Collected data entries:
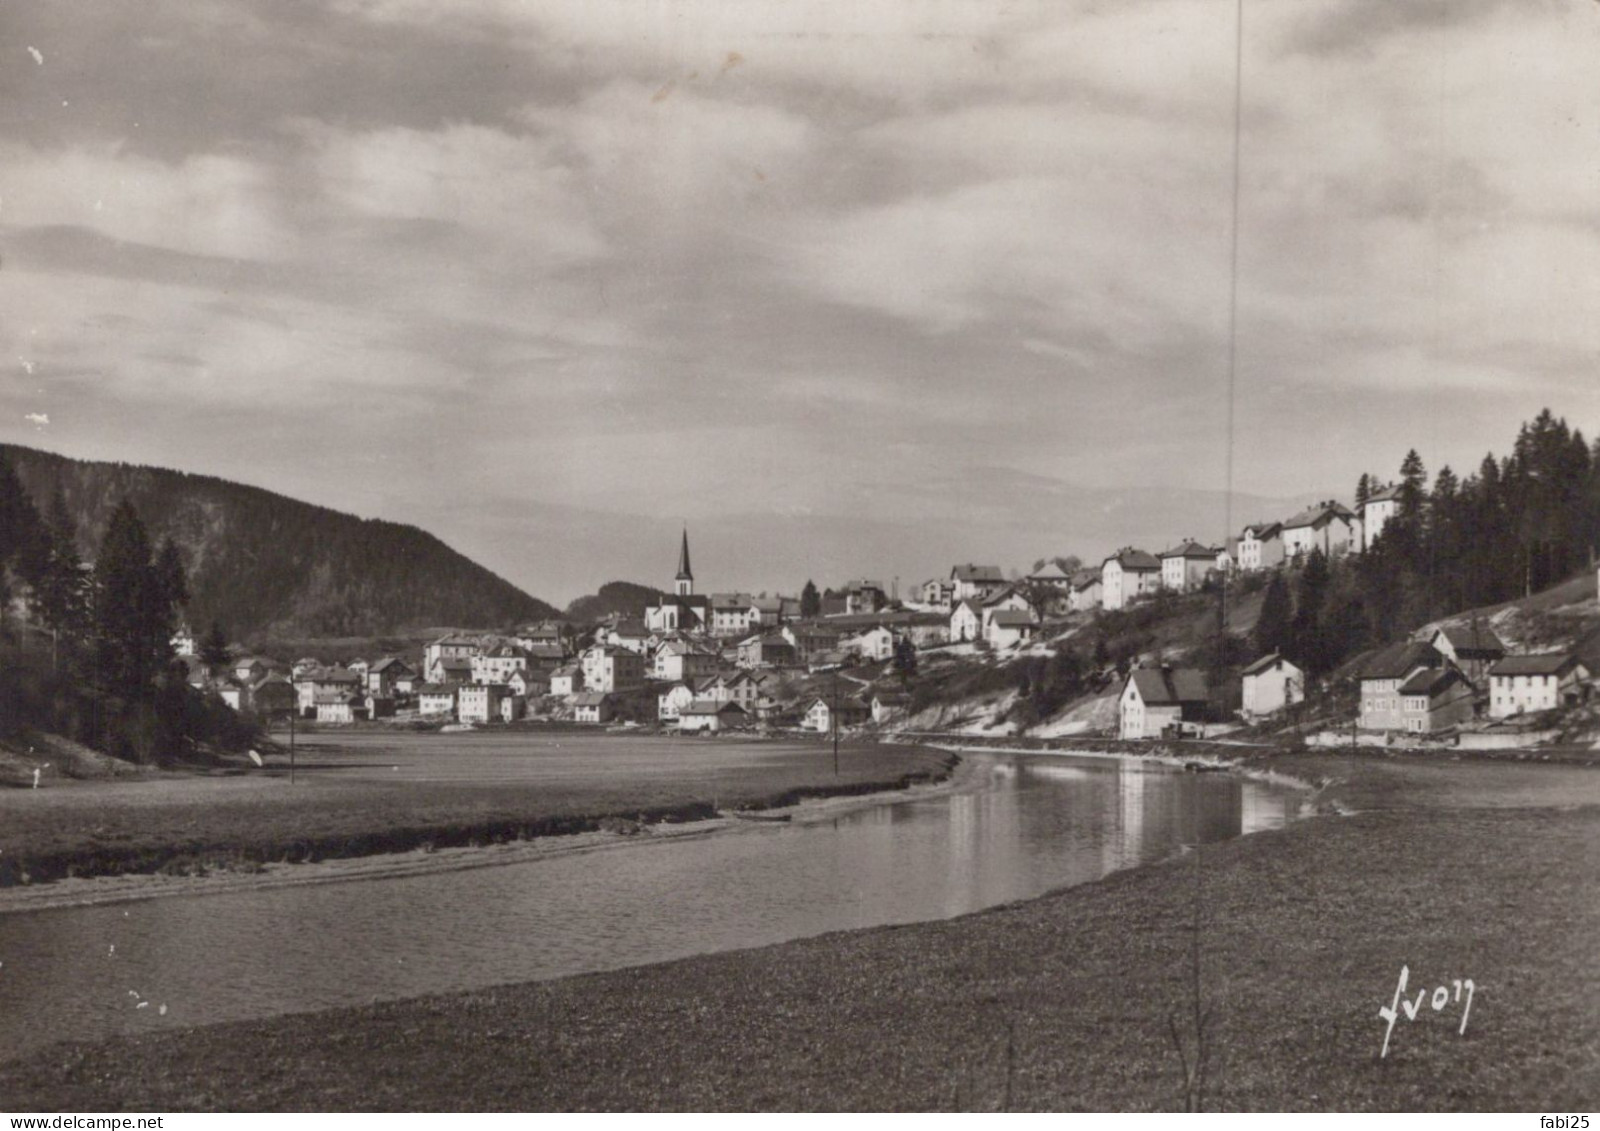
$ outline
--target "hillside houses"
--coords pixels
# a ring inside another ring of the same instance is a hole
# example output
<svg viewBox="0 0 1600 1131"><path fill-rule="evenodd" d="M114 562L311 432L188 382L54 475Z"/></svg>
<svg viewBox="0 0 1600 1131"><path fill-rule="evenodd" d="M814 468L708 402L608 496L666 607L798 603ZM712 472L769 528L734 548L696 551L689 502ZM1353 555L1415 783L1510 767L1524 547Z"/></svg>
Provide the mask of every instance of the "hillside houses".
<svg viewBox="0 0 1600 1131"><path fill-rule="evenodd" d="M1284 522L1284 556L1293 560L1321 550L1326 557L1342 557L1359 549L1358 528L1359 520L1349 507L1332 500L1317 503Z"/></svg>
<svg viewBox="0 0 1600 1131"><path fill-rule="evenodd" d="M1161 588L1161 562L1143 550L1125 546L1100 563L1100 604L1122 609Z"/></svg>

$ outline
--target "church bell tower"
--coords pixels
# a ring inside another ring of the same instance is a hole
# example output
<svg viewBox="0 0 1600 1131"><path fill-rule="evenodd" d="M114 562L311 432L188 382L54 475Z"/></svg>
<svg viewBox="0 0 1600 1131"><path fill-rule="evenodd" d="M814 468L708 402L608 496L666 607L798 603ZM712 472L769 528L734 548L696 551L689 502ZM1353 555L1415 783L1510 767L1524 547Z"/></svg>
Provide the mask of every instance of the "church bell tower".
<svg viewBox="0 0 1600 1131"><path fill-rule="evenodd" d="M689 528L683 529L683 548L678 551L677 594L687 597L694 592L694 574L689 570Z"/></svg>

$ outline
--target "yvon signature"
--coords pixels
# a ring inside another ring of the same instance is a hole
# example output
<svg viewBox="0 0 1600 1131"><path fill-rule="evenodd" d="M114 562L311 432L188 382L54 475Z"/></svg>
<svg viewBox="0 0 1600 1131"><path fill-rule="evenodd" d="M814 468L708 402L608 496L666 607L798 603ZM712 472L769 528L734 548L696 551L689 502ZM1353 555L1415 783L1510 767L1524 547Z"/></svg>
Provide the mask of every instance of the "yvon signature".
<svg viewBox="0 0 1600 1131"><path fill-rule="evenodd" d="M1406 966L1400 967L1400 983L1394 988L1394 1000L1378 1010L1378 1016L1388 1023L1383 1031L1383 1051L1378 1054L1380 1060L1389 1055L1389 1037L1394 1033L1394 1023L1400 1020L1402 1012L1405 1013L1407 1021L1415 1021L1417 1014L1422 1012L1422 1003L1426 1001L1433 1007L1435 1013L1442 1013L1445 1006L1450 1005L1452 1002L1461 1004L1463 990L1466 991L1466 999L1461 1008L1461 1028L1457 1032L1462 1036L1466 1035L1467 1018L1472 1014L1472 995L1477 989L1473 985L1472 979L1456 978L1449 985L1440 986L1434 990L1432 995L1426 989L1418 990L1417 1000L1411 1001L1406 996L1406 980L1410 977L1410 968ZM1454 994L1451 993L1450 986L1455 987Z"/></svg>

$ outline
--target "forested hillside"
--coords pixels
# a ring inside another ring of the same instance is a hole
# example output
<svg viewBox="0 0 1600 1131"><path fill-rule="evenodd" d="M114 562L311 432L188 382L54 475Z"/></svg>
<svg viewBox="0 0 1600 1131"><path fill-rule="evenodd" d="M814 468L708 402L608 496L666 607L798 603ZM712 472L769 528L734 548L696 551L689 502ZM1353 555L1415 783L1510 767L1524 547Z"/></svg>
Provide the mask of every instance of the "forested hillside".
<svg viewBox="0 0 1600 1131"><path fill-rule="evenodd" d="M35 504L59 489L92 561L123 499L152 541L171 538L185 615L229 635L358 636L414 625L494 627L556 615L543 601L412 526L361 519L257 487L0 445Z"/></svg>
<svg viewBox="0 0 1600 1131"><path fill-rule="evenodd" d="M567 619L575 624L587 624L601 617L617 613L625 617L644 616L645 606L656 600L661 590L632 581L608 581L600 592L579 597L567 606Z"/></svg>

...

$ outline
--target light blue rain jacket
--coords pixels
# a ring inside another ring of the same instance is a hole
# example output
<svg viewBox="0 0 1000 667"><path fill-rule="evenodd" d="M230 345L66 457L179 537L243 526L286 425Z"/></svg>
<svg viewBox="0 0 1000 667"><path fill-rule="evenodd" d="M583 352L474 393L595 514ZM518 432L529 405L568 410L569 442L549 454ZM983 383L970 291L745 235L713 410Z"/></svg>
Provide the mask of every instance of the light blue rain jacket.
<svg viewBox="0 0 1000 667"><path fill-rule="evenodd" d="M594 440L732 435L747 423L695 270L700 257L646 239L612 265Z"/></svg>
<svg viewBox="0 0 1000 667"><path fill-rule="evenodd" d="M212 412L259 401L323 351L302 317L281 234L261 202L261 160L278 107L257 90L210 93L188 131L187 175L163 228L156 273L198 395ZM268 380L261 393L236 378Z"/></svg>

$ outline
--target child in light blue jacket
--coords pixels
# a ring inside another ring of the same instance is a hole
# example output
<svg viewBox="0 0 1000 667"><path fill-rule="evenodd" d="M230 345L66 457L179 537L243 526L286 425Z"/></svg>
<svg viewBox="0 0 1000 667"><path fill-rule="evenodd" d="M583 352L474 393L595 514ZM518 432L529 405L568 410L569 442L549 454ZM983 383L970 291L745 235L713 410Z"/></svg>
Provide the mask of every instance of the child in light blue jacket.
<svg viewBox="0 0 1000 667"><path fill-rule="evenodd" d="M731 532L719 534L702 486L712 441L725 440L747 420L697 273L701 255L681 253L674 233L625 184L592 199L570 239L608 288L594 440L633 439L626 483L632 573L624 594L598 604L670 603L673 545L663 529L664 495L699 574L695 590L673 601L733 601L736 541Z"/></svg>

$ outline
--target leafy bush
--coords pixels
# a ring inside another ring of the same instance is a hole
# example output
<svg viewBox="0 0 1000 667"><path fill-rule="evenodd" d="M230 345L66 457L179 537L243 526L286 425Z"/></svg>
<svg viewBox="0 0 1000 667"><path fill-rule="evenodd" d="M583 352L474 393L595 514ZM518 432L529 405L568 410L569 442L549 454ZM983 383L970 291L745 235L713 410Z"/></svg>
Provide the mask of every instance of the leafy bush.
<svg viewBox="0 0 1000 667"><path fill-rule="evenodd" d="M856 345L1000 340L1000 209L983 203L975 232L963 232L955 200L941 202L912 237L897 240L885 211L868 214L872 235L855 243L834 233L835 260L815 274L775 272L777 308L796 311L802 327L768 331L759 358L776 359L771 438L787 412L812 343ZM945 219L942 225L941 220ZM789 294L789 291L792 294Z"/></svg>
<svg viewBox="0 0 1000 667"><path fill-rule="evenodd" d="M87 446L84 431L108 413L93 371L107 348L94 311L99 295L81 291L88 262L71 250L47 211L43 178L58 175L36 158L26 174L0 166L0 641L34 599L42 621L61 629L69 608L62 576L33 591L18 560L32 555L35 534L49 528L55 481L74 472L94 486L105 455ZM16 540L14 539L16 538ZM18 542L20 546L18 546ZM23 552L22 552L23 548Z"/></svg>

--

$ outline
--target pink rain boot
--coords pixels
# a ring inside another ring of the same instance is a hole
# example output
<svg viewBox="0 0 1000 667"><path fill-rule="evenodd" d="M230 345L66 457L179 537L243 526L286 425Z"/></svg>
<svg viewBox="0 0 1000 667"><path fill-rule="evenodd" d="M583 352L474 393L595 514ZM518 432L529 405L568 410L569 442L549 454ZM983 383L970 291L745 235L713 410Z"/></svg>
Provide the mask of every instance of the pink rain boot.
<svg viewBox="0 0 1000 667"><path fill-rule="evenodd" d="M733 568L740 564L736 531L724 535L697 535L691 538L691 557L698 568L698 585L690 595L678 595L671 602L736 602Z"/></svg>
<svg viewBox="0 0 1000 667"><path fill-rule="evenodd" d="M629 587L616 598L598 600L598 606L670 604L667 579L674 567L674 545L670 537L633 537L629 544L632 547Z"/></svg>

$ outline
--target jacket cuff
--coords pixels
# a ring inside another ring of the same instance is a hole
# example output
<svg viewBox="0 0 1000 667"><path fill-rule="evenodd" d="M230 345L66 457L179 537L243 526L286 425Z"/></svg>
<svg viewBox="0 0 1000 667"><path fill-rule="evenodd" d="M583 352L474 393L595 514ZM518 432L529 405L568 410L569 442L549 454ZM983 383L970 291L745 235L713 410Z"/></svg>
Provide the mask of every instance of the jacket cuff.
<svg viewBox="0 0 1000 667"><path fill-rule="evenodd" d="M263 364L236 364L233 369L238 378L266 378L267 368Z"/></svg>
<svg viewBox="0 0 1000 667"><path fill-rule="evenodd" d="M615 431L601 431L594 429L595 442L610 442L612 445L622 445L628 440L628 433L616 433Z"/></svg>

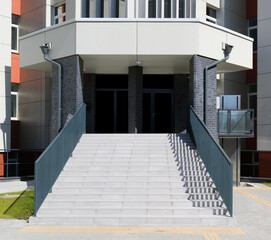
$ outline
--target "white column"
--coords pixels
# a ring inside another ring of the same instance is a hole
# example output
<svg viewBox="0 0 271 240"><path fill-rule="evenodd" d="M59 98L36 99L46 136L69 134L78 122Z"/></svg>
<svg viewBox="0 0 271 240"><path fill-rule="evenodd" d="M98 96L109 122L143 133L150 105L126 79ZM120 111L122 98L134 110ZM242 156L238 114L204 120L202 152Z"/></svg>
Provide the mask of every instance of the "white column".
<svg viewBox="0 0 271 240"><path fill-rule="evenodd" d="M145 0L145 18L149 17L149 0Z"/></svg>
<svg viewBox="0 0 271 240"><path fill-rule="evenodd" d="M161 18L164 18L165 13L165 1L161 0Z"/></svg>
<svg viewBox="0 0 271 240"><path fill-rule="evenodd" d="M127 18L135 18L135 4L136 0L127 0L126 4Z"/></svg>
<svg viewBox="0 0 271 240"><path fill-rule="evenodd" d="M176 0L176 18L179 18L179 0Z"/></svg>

▶ **EXERCISE OBJECTIVE**
Look through the lines above for "target". Say how many have it, and give no other words.

▶ **SOLUTION FOR THIS TASK**
10